◆ DATA PROVIDED
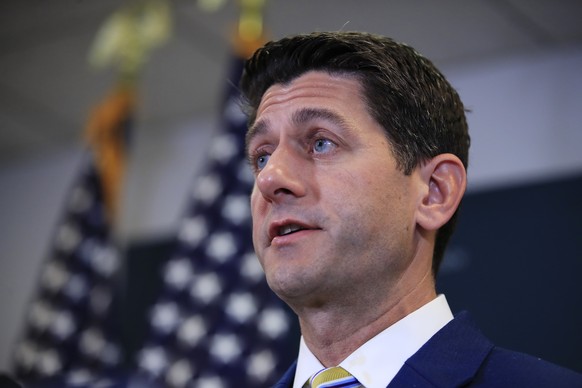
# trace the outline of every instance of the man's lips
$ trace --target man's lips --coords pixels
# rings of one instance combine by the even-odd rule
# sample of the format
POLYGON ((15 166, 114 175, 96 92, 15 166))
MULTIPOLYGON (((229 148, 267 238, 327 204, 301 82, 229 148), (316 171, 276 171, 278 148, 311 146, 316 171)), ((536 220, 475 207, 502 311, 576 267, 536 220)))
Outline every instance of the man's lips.
POLYGON ((302 221, 297 220, 284 220, 272 222, 269 226, 269 242, 277 237, 284 237, 296 233, 302 230, 317 230, 320 229, 317 226, 309 225, 302 221))

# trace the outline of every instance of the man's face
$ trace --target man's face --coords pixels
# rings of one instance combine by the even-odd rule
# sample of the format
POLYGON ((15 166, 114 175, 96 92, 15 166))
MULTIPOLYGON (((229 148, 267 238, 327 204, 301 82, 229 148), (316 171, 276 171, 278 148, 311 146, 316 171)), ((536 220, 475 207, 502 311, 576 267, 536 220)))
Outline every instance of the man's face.
POLYGON ((357 79, 308 72, 264 94, 250 129, 253 243, 292 307, 388 292, 414 256, 417 184, 357 79))

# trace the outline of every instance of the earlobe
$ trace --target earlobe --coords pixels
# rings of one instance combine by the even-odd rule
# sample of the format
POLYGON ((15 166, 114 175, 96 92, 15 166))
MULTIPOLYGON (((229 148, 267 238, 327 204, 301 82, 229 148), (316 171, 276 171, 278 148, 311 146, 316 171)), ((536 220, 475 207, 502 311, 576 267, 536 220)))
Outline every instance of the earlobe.
POLYGON ((467 172, 453 154, 440 154, 420 167, 423 191, 417 208, 417 223, 437 230, 457 210, 467 186, 467 172))

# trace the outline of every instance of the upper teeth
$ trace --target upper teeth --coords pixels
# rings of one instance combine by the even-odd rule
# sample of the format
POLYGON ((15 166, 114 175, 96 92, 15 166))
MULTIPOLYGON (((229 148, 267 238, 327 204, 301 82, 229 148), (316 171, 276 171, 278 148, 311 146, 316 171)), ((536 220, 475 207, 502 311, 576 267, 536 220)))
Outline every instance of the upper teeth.
POLYGON ((285 225, 279 229, 279 236, 284 236, 289 233, 293 233, 301 229, 299 225, 285 225))

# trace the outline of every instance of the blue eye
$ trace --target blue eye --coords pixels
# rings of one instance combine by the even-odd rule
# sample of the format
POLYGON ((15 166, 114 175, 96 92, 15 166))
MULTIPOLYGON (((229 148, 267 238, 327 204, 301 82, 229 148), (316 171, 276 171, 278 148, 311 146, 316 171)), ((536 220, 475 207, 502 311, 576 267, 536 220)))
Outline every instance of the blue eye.
POLYGON ((313 144, 313 151, 321 153, 328 152, 334 146, 334 143, 328 139, 317 139, 313 144))
POLYGON ((269 156, 267 154, 264 155, 260 155, 257 157, 256 159, 256 167, 259 170, 262 170, 263 168, 265 168, 265 166, 267 165, 267 162, 269 161, 269 156))

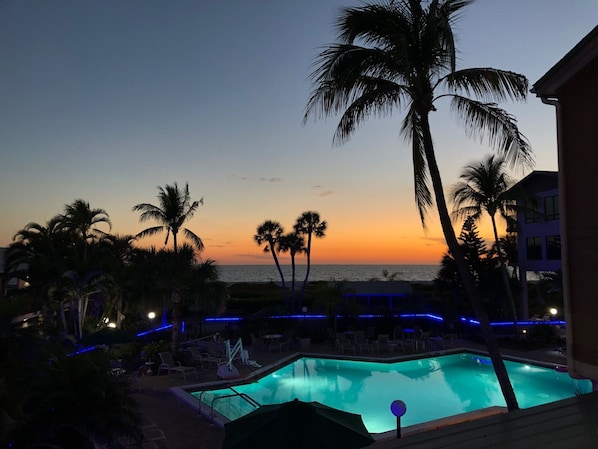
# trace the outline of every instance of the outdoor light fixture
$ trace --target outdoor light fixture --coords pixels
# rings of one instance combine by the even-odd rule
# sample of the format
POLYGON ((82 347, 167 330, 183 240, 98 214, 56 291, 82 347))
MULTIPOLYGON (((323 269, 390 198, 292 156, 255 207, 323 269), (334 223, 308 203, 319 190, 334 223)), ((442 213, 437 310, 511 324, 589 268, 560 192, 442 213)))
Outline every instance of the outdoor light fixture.
POLYGON ((390 404, 390 411, 397 417, 397 439, 401 438, 401 416, 407 413, 407 406, 403 401, 397 399, 390 404))
POLYGON ((556 307, 551 307, 550 309, 548 309, 548 311, 552 316, 557 316, 557 314, 559 313, 559 310, 556 307))
POLYGON ((153 320, 154 318, 156 318, 156 312, 150 312, 150 313, 148 313, 148 314, 147 314, 147 317, 148 317, 150 320, 153 320))

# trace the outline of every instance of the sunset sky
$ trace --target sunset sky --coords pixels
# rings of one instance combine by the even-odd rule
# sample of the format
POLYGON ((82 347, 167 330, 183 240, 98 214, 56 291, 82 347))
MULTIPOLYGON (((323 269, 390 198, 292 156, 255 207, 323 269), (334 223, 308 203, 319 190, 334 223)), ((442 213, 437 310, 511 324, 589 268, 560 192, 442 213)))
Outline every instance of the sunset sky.
MULTIPOLYGON (((270 263, 253 242, 266 219, 328 222, 313 263, 437 263, 422 229, 400 111, 332 146, 334 119, 302 126, 308 75, 350 0, 3 0, 0 2, 0 246, 81 198, 112 233, 136 234, 135 204, 189 183, 205 204, 187 225, 219 264, 270 263)), ((459 67, 526 75, 530 86, 598 23, 596 0, 478 0, 459 26, 459 67)), ((439 103, 443 182, 489 148, 439 103)), ((537 170, 556 170, 555 111, 530 94, 513 113, 537 170)), ((513 173, 521 178, 527 173, 513 173)), ((460 224, 456 225, 457 233, 460 224)), ((107 230, 107 228, 103 228, 107 230)), ((491 237, 487 222, 483 236, 491 237)), ((163 245, 160 238, 140 245, 163 245)))

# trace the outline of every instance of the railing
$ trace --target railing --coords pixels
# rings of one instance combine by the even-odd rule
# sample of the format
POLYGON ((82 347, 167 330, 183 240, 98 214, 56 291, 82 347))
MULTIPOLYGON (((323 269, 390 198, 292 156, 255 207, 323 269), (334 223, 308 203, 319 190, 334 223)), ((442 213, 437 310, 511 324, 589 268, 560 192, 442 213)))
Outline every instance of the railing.
MULTIPOLYGON (((240 393, 238 391, 236 391, 234 388, 232 387, 228 387, 229 390, 231 390, 233 393, 232 394, 225 394, 222 396, 216 396, 214 399, 212 399, 212 402, 210 404, 210 421, 214 422, 214 405, 215 402, 219 399, 226 399, 226 398, 231 398, 231 397, 239 397, 241 399, 243 399, 244 401, 246 401, 249 405, 253 406, 253 407, 260 407, 261 404, 256 401, 255 399, 253 399, 251 396, 249 396, 246 393, 240 393)), ((201 414, 201 405, 202 405, 202 396, 204 393, 208 392, 210 390, 204 390, 199 394, 199 407, 198 407, 198 413, 201 414)))

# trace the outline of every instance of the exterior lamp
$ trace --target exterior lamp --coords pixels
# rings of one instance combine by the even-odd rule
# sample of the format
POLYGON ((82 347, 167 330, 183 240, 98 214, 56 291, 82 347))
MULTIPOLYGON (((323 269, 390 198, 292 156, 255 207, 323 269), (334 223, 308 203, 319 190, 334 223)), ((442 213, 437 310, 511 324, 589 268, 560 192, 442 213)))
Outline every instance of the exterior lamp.
POLYGON ((147 314, 147 317, 148 317, 150 320, 153 320, 154 318, 156 318, 156 312, 150 312, 150 313, 148 313, 148 314, 147 314))
POLYGON ((401 438, 401 416, 407 413, 407 406, 403 401, 397 399, 390 404, 390 411, 397 417, 397 439, 401 438))
POLYGON ((548 309, 548 311, 550 312, 550 314, 555 317, 558 315, 559 310, 556 307, 551 307, 550 309, 548 309))

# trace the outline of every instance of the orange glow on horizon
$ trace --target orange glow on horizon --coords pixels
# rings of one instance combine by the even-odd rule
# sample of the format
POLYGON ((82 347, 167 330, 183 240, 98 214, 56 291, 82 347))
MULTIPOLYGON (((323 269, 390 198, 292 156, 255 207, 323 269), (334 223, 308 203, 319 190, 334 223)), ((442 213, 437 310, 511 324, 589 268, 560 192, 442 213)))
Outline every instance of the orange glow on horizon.
MULTIPOLYGON (((326 217, 327 218, 327 217, 326 217)), ((313 264, 371 264, 371 265, 436 265, 447 252, 447 245, 439 226, 433 220, 425 233, 417 219, 409 219, 406 214, 401 217, 388 213, 384 221, 376 221, 367 217, 351 220, 328 220, 326 236, 312 242, 313 264)), ((115 221, 116 224, 118 221, 115 221)), ((259 220, 227 219, 218 222, 199 220, 191 229, 201 236, 205 250, 200 254, 201 260, 213 260, 218 265, 269 265, 272 256, 263 252, 253 241, 256 224, 259 220), (222 224, 224 223, 224 225, 222 224)), ((487 241, 487 248, 492 244, 490 220, 485 219, 478 225, 479 235, 487 241)), ((460 226, 455 226, 459 235, 460 226)), ((504 235, 504 226, 499 228, 499 235, 504 235)), ((288 225, 287 225, 288 227, 288 225)), ((114 235, 135 234, 143 229, 139 223, 118 222, 112 229, 114 235), (123 229, 124 228, 124 229, 123 229)), ((164 245, 165 233, 137 240, 134 245, 140 248, 154 247, 156 250, 173 248, 172 235, 168 245, 164 245)), ((6 239, 6 246, 11 240, 6 239)), ((187 240, 179 234, 178 243, 183 245, 187 240)), ((281 254, 282 264, 290 264, 288 254, 281 254)), ((298 255, 296 263, 305 264, 305 256, 298 255)))

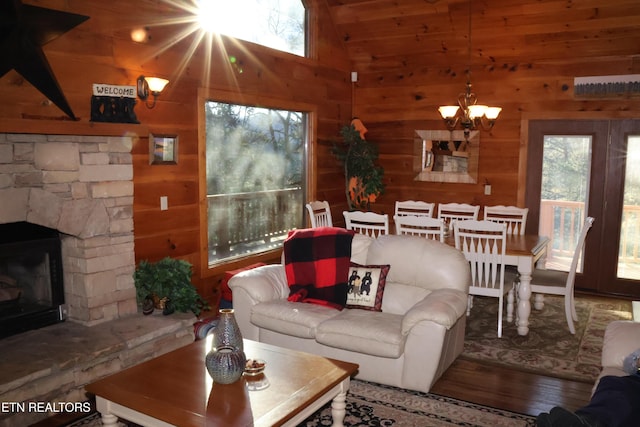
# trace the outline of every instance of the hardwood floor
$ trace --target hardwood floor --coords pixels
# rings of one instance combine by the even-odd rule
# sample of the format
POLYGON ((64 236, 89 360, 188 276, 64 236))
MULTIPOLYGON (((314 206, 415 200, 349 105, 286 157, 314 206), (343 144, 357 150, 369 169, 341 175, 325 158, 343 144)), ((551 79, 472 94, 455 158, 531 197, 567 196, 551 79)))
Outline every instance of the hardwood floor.
MULTIPOLYGON (((574 411, 589 402, 592 384, 546 377, 465 359, 456 360, 431 388, 441 396, 536 416, 554 406, 574 411)), ((59 427, 73 415, 58 415, 32 427, 59 427)))
POLYGON ((546 377, 458 358, 433 393, 528 415, 554 406, 574 411, 589 402, 593 384, 546 377))

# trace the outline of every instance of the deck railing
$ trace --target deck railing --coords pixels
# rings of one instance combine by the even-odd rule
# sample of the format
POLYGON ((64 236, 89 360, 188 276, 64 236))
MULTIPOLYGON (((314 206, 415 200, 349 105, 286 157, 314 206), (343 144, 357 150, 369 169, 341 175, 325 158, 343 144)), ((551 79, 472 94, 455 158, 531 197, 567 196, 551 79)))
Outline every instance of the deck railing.
POLYGON ((209 263, 276 248, 302 225, 301 188, 207 196, 209 263))
MULTIPOLYGON (((548 263, 571 262, 583 223, 584 203, 542 200, 539 230, 540 234, 551 239, 548 263)), ((619 262, 640 262, 640 206, 624 205, 621 227, 619 262)))

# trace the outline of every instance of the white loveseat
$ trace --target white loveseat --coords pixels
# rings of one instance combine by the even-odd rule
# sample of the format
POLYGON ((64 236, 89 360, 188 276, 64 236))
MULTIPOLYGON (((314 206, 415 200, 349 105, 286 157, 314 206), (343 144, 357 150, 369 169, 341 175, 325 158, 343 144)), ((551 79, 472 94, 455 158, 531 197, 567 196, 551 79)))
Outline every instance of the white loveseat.
POLYGON ((351 260, 391 265, 381 312, 289 302, 284 266, 267 265, 229 282, 243 337, 358 363, 356 378, 428 392, 463 349, 469 263, 433 240, 360 234, 351 260))

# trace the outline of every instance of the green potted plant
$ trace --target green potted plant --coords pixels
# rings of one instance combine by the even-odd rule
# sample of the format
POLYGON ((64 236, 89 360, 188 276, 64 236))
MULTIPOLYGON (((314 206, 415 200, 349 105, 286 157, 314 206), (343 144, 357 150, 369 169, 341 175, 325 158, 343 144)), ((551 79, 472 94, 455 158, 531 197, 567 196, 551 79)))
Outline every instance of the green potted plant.
POLYGON ((333 148, 333 154, 344 167, 345 193, 350 210, 369 210, 371 203, 384 193, 384 169, 376 165, 378 147, 364 139, 365 132, 362 122, 354 119, 351 125, 340 131, 343 144, 333 148))
POLYGON ((164 314, 174 310, 199 316, 208 310, 209 304, 191 284, 191 263, 166 257, 157 262, 141 261, 133 274, 136 298, 143 312, 149 314, 154 308, 164 314))

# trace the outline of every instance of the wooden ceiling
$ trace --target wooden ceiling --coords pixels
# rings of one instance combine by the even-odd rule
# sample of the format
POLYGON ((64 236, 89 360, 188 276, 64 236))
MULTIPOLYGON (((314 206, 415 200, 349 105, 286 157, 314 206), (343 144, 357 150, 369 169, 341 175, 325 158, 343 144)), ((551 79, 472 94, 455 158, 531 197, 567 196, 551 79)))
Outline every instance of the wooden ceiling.
POLYGON ((640 55, 638 0, 326 1, 360 72, 640 55))

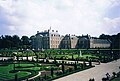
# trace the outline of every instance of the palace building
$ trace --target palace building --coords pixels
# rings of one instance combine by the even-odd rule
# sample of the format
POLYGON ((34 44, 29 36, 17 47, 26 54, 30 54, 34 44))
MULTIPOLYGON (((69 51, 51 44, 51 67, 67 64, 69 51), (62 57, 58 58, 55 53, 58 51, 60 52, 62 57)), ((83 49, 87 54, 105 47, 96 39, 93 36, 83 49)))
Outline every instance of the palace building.
POLYGON ((89 35, 62 36, 55 30, 37 31, 32 37, 33 49, 81 49, 81 48, 109 48, 111 42, 107 39, 93 38, 89 35))

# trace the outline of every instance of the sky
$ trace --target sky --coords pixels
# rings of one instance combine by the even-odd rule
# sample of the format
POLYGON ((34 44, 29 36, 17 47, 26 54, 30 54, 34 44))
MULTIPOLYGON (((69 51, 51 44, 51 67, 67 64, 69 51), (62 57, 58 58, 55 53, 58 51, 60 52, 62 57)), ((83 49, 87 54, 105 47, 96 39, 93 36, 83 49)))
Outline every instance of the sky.
POLYGON ((120 0, 0 0, 0 35, 120 33, 120 0))

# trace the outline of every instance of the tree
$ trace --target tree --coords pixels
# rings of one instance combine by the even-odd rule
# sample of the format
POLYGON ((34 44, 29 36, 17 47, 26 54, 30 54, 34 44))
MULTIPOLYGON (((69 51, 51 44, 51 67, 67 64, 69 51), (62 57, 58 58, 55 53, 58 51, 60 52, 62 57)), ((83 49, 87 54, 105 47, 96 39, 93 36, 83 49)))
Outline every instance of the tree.
POLYGON ((74 56, 72 55, 72 60, 74 59, 74 56))
POLYGON ((30 40, 29 40, 28 36, 22 36, 21 42, 22 42, 22 47, 24 49, 31 48, 30 47, 30 40))
POLYGON ((117 35, 105 35, 102 34, 99 36, 100 39, 108 39, 111 42, 111 48, 114 49, 119 49, 119 45, 120 45, 120 33, 118 33, 117 35))
POLYGON ((77 63, 74 64, 74 69, 77 70, 77 63))
POLYGON ((45 58, 47 58, 47 53, 45 53, 45 58))
POLYGON ((102 34, 102 35, 99 36, 99 38, 101 38, 101 39, 109 39, 110 35, 102 34))
POLYGON ((15 63, 14 63, 13 69, 15 70, 15 63))
POLYGON ((29 43, 30 43, 30 44, 32 44, 32 40, 33 40, 34 37, 35 37, 34 35, 32 35, 32 36, 30 37, 30 39, 29 39, 29 43))
POLYGON ((113 74, 113 77, 117 77, 117 73, 113 72, 112 74, 113 74))
POLYGON ((51 68, 51 76, 52 76, 52 77, 53 77, 53 74, 54 74, 53 70, 54 70, 54 68, 52 67, 52 68, 51 68))
POLYGON ((15 81, 18 81, 18 75, 15 74, 15 81))
POLYGON ((35 56, 36 56, 36 59, 37 59, 37 62, 39 60, 39 54, 35 51, 35 56))
POLYGON ((91 61, 91 59, 89 60, 89 66, 92 66, 92 61, 91 61))
POLYGON ((65 73, 64 61, 62 61, 62 72, 63 72, 63 74, 65 73))
POLYGON ((19 47, 20 47, 21 40, 20 40, 19 36, 13 35, 12 41, 13 41, 13 43, 14 43, 14 44, 13 44, 13 47, 16 47, 16 48, 19 48, 19 47))
POLYGON ((5 35, 0 37, 0 48, 13 49, 20 46, 20 38, 17 35, 5 35))
POLYGON ((85 67, 86 67, 86 62, 83 61, 83 66, 82 66, 82 68, 85 69, 85 67))
POLYGON ((45 80, 47 79, 47 75, 46 75, 46 74, 44 75, 44 79, 45 79, 45 80))
POLYGON ((13 46, 12 37, 9 35, 2 36, 3 48, 11 48, 13 46))
POLYGON ((54 63, 57 64, 57 61, 56 61, 56 56, 54 57, 54 63))
POLYGON ((28 38, 28 36, 22 36, 21 41, 22 41, 23 45, 29 45, 29 38, 28 38))

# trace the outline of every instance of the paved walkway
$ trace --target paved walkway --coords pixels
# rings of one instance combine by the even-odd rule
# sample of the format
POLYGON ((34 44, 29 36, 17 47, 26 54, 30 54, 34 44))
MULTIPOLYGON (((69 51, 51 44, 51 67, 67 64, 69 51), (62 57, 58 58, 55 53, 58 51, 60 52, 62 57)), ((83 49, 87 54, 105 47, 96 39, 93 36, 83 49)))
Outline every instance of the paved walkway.
POLYGON ((120 59, 109 63, 102 63, 93 68, 77 72, 54 81, 89 81, 90 78, 94 78, 95 81, 102 81, 102 78, 106 76, 106 73, 112 75, 112 72, 119 72, 119 66, 120 59))
MULTIPOLYGON (((38 77, 40 75, 41 75, 41 71, 39 71, 39 73, 37 75, 35 75, 35 76, 31 77, 31 78, 28 78, 28 81, 32 80, 32 79, 34 79, 34 78, 36 78, 36 77, 38 77)), ((22 81, 27 81, 27 80, 22 80, 22 81)))
POLYGON ((34 78, 36 78, 36 77, 38 77, 38 76, 40 76, 41 75, 41 71, 39 71, 39 73, 36 75, 36 76, 33 76, 33 77, 31 77, 31 78, 28 78, 28 80, 32 80, 32 79, 34 79, 34 78))

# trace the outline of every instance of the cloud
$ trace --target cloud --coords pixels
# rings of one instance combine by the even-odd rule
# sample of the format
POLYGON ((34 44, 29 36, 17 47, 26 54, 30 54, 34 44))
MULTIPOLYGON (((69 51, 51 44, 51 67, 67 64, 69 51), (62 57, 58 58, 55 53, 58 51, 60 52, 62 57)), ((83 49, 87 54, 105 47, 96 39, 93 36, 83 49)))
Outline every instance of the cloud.
POLYGON ((103 29, 106 34, 120 33, 120 17, 119 18, 104 18, 103 29))
POLYGON ((119 22, 106 17, 106 12, 118 5, 119 0, 1 0, 0 34, 31 36, 50 26, 60 34, 116 33, 119 22), (103 30, 103 26, 110 27, 103 30))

◆ ABOUT THIS TASK
Repeat the entries above verbatim, but only from the line that has "Outline every instance of the sunset sky." down to the line that has "# trace the outline of every instance of the railing", inclusive.

◆ RESPONSE
Outline every instance of the sunset sky.
MULTIPOLYGON (((270 263, 253 242, 266 219, 328 222, 313 263, 437 263, 422 229, 400 111, 332 146, 334 119, 302 126, 308 75, 350 0, 3 0, 0 2, 0 246, 81 198, 112 233, 136 234, 135 204, 189 183, 205 204, 187 225, 219 264, 270 263)), ((459 67, 526 75, 530 86, 598 23, 596 0, 478 0, 459 26, 459 67)), ((439 103, 443 182, 489 148, 439 103)), ((537 170, 556 170, 555 111, 530 94, 513 113, 537 170)), ((513 173, 521 178, 527 173, 513 173)), ((460 224, 456 225, 457 233, 460 224)), ((107 230, 107 228, 103 228, 107 230)), ((491 237, 487 222, 483 236, 491 237)), ((163 245, 160 238, 140 245, 163 245)))

# trace the outline of every instance of the railing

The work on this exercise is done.